** Data records **
*** Block opens ***

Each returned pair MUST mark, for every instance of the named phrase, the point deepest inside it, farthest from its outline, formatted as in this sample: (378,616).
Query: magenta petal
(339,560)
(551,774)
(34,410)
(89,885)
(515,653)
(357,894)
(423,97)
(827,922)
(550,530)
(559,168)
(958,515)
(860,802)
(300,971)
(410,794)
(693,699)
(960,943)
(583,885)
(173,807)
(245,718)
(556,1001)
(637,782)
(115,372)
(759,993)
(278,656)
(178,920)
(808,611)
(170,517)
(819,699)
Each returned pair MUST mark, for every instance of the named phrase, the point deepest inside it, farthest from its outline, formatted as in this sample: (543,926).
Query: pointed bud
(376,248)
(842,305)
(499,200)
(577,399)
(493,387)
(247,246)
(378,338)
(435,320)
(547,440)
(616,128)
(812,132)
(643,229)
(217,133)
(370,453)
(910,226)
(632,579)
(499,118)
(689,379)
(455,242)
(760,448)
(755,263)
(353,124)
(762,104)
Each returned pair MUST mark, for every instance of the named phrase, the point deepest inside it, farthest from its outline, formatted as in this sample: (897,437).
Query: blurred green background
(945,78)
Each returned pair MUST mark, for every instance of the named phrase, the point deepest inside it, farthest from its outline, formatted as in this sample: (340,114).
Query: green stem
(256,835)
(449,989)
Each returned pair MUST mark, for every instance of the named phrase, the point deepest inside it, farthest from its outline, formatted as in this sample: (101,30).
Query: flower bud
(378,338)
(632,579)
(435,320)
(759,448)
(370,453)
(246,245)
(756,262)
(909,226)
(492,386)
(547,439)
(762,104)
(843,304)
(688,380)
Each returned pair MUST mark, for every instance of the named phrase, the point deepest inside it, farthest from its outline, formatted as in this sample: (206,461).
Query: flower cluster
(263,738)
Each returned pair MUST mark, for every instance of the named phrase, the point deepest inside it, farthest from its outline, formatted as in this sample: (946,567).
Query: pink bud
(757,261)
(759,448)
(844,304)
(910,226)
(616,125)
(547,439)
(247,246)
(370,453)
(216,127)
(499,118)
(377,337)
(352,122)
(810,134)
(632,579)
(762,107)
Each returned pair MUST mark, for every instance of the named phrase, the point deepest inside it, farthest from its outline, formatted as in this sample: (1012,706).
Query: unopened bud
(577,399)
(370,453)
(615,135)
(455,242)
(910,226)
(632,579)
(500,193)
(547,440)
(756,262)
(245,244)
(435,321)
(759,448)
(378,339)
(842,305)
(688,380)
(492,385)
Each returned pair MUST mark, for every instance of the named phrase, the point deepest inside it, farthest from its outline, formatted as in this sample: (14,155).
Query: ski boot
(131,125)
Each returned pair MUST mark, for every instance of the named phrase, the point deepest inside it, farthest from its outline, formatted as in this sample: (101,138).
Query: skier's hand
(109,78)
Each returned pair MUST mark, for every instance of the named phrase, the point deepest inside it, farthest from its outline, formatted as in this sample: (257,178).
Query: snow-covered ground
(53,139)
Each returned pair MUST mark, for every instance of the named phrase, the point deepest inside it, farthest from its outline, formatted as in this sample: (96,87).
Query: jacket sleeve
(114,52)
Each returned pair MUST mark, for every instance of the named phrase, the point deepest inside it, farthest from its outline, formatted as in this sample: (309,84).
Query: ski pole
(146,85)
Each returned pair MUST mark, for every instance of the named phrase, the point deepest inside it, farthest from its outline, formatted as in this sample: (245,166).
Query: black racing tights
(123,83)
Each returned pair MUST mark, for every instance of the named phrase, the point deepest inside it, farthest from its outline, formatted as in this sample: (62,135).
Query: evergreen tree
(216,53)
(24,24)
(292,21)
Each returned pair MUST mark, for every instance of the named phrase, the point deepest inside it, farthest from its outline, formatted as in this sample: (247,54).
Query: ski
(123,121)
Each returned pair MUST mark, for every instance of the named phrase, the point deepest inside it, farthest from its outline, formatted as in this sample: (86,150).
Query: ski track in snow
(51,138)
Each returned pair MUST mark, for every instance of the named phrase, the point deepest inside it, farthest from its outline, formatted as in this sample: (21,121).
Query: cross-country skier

*** Block closes ***

** What needs to be done **
Output the lines above between the one holding "Query: flower cluster" and the one holding "this sample: (14,155).", inclusive, with nothing before or after them.

** Exercise result **
Query: flower cluster
(263,738)
Each returned pair MUST mark, for every instance of the named phrase, the point deepest inside it, farthest from its outline, formatted as in this sample: (946,567).
Query: pink bud
(757,261)
(759,448)
(844,304)
(910,226)
(616,125)
(547,439)
(247,246)
(370,453)
(216,127)
(499,118)
(377,337)
(352,122)
(810,134)
(632,579)
(762,107)
Each returned pair MUST mark, for every instance of the named phrase, the point deepest inside it, farthest from its outline, formatted as in this sample: (1012,706).
Query: unopened bud
(577,399)
(370,453)
(615,135)
(455,242)
(910,226)
(632,579)
(500,193)
(547,440)
(756,262)
(245,244)
(435,321)
(759,448)
(378,339)
(842,305)
(688,380)
(492,385)
Each returned pair MUST mark, for every instance of the named phrase, the point deepest inside it, farthest from its outline, formatted as in this sample: (14,155).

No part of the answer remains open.